[Opening Reading text section]

You’ve mentioned transparency is another issue.
Yes, the public is being denied the truth to which there is infinite value in this case, because another element not clarified or disclosed is a document repository. This is supposed to be created as part of the (reorganization) plan. But there’s a short sentence at the very end of the appendix that says the scope of the repository has not yet been determined.
You started to say there was a conflict of interest. Can you explain that?
There is some background here. In 2018, several parties – members of the Sackler family and Purdue Pharma – entered in a memorandum of understanding. The purpose was to recognize they had certain interests in common and could benefit by sharing documents and information. They wanted to be able to share documents to mount a defense without opening themselves up to public disclosure. But the agreement says they can’t share without getting permission from the rest of the group. And if any material is requested by an outside party, all others have to be informed.

[Closing Reading text section]
[Opening Available data section]

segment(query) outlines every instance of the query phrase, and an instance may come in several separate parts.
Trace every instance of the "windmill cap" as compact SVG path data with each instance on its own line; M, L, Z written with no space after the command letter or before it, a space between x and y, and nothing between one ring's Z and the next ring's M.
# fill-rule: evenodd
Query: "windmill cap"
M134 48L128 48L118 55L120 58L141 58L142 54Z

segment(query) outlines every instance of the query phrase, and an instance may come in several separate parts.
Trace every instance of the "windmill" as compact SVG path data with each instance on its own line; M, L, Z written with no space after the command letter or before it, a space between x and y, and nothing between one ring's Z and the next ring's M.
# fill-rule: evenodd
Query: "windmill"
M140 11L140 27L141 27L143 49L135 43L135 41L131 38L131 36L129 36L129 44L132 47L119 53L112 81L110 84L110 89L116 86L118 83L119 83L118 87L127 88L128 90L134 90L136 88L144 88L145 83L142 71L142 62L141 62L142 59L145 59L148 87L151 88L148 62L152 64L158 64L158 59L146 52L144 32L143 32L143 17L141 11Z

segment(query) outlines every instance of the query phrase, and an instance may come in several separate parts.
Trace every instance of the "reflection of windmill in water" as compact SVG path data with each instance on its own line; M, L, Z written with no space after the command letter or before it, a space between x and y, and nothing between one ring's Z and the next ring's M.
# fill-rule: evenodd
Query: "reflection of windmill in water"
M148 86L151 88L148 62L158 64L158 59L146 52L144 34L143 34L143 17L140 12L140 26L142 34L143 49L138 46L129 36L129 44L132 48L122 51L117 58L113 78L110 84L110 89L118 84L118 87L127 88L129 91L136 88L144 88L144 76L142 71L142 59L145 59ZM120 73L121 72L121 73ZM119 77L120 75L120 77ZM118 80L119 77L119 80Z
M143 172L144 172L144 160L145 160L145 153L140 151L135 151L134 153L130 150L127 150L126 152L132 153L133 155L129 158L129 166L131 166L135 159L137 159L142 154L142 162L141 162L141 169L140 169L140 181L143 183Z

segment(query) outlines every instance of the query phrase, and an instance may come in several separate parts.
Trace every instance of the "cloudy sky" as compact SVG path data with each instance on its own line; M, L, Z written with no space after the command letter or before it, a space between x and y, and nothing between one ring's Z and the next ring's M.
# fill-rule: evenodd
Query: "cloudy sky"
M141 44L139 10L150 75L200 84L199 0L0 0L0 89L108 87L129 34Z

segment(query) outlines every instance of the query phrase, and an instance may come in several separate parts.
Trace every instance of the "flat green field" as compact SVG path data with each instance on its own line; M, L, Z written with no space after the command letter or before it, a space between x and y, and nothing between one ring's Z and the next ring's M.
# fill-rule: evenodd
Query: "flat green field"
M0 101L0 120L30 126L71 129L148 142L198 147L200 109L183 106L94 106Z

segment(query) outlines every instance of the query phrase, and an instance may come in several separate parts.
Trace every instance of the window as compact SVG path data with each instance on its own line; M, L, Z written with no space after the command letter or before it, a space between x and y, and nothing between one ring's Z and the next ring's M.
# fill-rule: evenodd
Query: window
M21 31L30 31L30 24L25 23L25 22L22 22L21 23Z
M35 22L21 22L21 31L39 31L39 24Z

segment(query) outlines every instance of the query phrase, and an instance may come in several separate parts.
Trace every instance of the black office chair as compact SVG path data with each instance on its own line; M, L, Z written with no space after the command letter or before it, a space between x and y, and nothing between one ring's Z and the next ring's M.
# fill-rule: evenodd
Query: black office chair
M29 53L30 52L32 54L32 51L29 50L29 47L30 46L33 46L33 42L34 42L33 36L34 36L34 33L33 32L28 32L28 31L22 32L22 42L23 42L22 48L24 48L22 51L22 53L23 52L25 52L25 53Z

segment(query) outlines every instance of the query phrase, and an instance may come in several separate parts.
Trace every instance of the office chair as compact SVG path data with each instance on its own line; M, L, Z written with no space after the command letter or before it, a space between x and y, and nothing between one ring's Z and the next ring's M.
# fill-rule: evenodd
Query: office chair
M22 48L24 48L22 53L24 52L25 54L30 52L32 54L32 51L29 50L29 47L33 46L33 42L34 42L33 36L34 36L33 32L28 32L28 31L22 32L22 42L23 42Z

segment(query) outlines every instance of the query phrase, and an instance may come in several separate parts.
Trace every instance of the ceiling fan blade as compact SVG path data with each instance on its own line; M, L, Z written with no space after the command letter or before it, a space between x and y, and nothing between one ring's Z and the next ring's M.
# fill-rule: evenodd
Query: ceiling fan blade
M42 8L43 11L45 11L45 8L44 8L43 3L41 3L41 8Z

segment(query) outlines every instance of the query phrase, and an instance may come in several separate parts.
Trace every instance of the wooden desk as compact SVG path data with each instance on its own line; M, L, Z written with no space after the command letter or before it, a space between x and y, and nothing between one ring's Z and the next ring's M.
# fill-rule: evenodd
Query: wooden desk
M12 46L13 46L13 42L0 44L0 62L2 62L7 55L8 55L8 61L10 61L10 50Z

[Closing Available data section]

▸ Instructions for the task
Resume the interview about the Purdue Pharma reorganization plan, starting right after its final sentence. These rows were drawn from a separate source.

▸ Answer space
Purdue hired Davis Polk [a law firm] as its representative in the bankruptcy. And Purdue has a duty to make sure all of its assets are preserved for creditors. One of Davis Polk’s assignments in the bankruptcy was to make sure there is no fraud or mismanagement that diminished the estate for the creditors. So the firm had to conduct an investigation of some of the Sackler family members. [See page 75]. You would want Davis Polk to have unfettered access to company documents, but also be able to request documents from the Sacklers and be able to share documents with others in the bankruptcy. The problem created by the agreement was that information could be shared without everyone’s full agreement. So what is extremely hard to understand is how can attorneys for Purdue can represent to the public they were able to conduct a full and unbiased investigation of a party with whom their client has an agreement to restrict use of documents?
That’s part of the heist. It’s a request to the public for unlimited confidence in this process and the plan that is not only incomplete in its disclosures, but works against public transparency and results in dramatically insufficient compensation for victims of Purdue Pharma.
So in other words, you think the deck is stacked.
Do I believe the deck is stacked? Yes. One branch of the Sackler family is represented by represented by Mary Jo White, a former U.S. Attorney who has extraordinary access to the Department of Justice. There’s no question the Sacklers benefited from more attention and consideration than any other players in the opioid epidemic. No one else has access to this level of advocacy, because it’s extremely expensive to spend all the hours necessary to generate the materials and information for the presentations before the federal prosecutors and the attorney for Purdue.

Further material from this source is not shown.